Written tasks:
a – In the AnyDice excerpt, what value does the helper function return when the count is at least the target number?
b – Write the next part of the AnyDice excerpt, continuing after its last sentence.

------ Excerpt

If you really want to do the summing directly in code, probably the easiest way would be to use a helper function like this:

function: COUNT:n minimum MIN:n {
  if COUNT < 0 { result: -1 }
  if COUNT < MIN { result: 0 }
  result: 1
}

This just takes a number COUNT (which could be the result of any dice roll) and compares it to a target number MIN, returning -1 if the count is negative, 0 if it's non-negative but less than the target, and 1 if it's equal to or greater than the target. Plotting e.g. [[roll X d NORMAL] minimum 4] will then directly give you the probabilities you asked for.

Of course, it's also easy enough to loop this over a range of dice pool sizes, if that's what you want.

The other way

There's no need to write any extra code for this, since the AnyDice user interface already provides the "At Least" and "At Most" modes that automatically sum the output probabilities.

------------
------ Dataset excerpts

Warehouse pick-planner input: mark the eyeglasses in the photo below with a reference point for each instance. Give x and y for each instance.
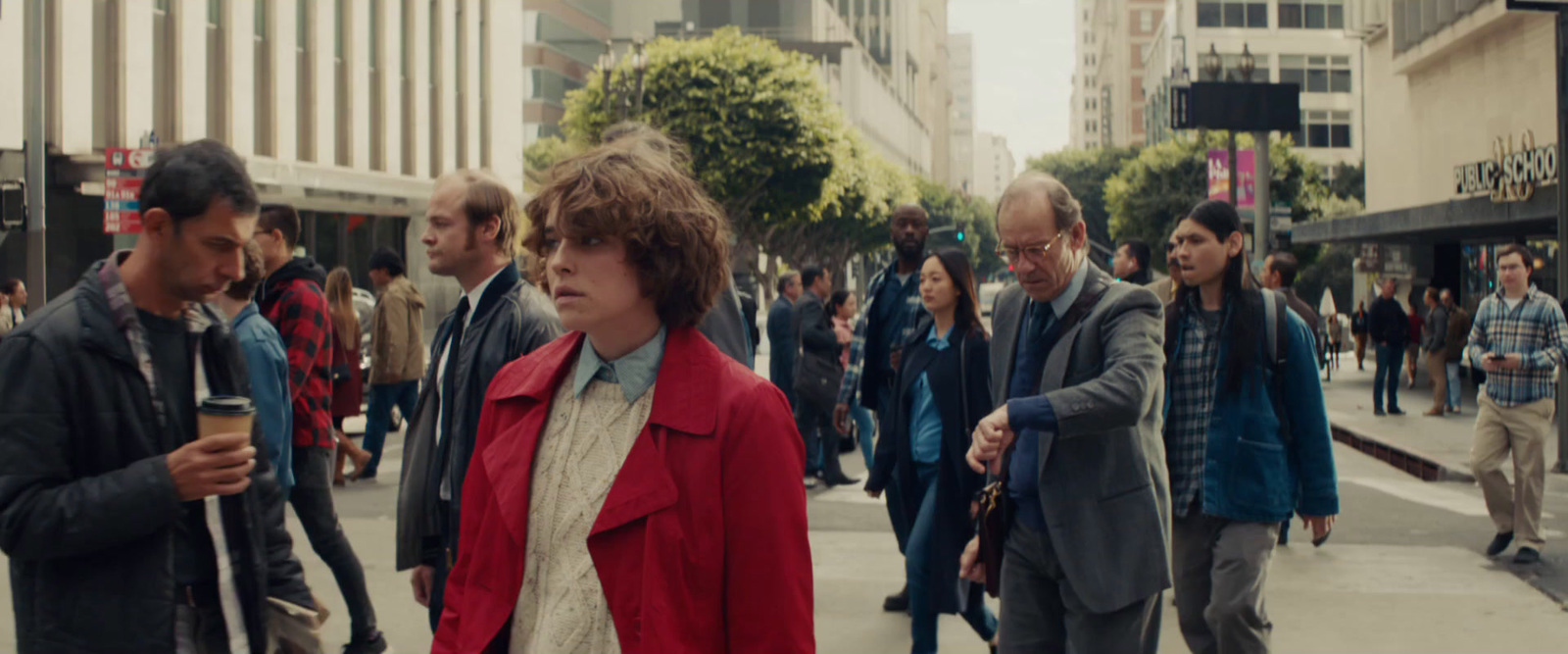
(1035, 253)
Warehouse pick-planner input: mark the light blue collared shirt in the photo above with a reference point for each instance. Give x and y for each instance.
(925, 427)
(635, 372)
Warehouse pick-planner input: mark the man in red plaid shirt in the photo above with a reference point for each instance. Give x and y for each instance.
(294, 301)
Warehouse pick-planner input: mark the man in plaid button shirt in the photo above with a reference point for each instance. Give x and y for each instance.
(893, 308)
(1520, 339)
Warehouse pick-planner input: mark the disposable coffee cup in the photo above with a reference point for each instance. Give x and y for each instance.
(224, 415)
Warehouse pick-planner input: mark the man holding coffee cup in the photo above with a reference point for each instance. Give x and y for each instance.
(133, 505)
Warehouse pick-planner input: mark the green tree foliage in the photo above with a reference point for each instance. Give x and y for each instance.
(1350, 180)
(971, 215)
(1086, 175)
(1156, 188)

------------

Task results:
a – It returns 1.

b –
For example, running the code by Jasper Flick from this answer (which, by default, uses DIFFICULTY: 7 and X: 4 dice) and clicking the "At Least" button gives the following output:

Screenshot

Looking at the bar labeled "4" in each graph, we can see that the probability of rolling at least 4 successes (with 4 dice against difficulty 7, in this case) is normally 2.56%, and rises to 11.86% with specialization, 15.36% with willpower and 27.94% with both.

Similarly, looking at the bar labeled "0" in the same output gives the probability of not botching (since the code treats a botched roll as -1 successes), which is 93.29% without willpower (and 100% with it). To get the probability of botching the roll, you can either subtract that from 100% (and, hopefully, get 6.71%), or just switch to "At Most" mode and look at the "-1" bar instead.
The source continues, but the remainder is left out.